§ TASK TO COMPLETE:
In the records, find each line where "test" occurs, and copy it.

=== Begin Enclosure ===

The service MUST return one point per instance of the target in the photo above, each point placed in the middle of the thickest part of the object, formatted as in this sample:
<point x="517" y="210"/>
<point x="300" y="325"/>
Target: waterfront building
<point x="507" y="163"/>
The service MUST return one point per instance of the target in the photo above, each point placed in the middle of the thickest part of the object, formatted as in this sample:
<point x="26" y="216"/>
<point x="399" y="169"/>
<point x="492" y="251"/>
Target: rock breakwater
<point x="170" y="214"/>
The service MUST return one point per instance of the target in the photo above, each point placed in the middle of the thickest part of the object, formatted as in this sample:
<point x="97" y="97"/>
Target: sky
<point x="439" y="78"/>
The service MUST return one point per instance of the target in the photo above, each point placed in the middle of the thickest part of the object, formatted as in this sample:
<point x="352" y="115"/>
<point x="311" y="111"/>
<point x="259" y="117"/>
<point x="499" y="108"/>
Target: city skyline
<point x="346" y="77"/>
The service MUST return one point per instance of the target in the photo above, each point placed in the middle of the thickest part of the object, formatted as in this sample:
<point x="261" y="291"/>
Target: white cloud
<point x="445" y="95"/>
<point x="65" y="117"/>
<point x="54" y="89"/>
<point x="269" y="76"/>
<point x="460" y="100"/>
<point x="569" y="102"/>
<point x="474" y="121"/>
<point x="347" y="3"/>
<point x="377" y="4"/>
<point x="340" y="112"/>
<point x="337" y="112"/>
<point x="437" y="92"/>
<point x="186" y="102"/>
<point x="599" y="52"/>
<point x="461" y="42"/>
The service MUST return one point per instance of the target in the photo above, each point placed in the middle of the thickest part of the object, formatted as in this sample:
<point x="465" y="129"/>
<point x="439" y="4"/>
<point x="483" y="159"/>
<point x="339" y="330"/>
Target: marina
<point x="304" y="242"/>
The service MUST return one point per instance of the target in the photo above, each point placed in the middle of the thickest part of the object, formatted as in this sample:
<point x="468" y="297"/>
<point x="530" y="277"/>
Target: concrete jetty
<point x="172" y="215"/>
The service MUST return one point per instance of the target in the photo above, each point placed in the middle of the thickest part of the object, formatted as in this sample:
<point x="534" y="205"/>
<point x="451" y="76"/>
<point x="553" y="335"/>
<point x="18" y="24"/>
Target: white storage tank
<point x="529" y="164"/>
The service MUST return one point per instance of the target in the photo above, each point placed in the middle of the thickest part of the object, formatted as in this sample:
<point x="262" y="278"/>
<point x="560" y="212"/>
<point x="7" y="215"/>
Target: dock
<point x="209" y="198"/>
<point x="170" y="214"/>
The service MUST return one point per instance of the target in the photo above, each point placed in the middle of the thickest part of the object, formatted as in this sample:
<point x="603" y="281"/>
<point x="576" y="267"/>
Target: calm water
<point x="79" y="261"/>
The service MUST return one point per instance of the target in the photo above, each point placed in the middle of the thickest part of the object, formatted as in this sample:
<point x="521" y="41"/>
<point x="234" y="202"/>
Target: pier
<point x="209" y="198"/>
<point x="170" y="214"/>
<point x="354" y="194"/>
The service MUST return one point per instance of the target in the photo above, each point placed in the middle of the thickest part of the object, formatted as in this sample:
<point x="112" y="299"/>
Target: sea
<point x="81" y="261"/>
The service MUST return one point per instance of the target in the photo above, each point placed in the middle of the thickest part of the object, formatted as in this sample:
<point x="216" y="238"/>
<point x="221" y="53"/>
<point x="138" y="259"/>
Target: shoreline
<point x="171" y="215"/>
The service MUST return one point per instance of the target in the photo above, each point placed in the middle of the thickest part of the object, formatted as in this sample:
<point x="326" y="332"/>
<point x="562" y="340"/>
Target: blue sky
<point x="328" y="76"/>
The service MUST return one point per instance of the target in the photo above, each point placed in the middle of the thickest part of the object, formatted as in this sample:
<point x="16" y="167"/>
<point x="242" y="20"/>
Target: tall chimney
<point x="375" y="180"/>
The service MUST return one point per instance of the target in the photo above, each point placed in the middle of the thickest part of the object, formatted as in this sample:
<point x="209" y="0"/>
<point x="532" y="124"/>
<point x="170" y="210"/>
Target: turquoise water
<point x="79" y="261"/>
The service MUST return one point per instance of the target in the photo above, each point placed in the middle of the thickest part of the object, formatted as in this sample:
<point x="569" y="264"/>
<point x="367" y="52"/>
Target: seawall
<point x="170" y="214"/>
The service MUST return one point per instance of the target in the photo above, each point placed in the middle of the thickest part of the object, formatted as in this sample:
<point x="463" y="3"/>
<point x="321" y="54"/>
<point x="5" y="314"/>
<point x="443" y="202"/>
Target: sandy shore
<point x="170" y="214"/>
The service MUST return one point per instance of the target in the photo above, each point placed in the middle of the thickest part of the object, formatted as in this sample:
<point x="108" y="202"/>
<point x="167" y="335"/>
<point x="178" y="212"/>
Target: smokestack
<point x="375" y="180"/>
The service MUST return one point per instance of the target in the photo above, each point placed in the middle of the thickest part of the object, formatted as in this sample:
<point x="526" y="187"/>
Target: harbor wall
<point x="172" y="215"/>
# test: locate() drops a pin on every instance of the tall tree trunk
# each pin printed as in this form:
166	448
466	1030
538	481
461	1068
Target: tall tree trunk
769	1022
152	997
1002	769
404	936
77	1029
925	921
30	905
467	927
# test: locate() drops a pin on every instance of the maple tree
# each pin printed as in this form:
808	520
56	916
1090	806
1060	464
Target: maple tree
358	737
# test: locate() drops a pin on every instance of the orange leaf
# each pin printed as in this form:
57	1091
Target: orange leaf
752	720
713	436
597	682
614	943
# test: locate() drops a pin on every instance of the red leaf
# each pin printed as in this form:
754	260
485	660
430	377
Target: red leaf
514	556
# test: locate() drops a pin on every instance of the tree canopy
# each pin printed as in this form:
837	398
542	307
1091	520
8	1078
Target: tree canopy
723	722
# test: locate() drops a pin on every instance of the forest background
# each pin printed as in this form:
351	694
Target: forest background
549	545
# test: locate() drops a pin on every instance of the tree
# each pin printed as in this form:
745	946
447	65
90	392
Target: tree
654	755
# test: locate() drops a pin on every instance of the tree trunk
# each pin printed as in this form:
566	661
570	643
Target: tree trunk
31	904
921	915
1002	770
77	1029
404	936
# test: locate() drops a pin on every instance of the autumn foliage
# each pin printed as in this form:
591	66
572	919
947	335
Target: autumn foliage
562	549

=== End Enclosure ===

§ OUTPUT FOR THIS EXERCISE:
# test: locate() drops a pin on every instance of the tall tree trunk
# test: locate() drops a pin on every instance of the maple tree
# test: locate() drops a pin on every instance of the orange leaf
# test: locate() drops a pin on every instance of the red leaf
# test: locate() drops a pin on every instance of the tree canopy
# test: locate() drops a pin on every instance of the forest background
# test: locate() drops a pin on every instance of the tree
# test: locate() drops a pin on every instance of the tree trunk
# test: locate() drops a pin on every instance of the autumn foliage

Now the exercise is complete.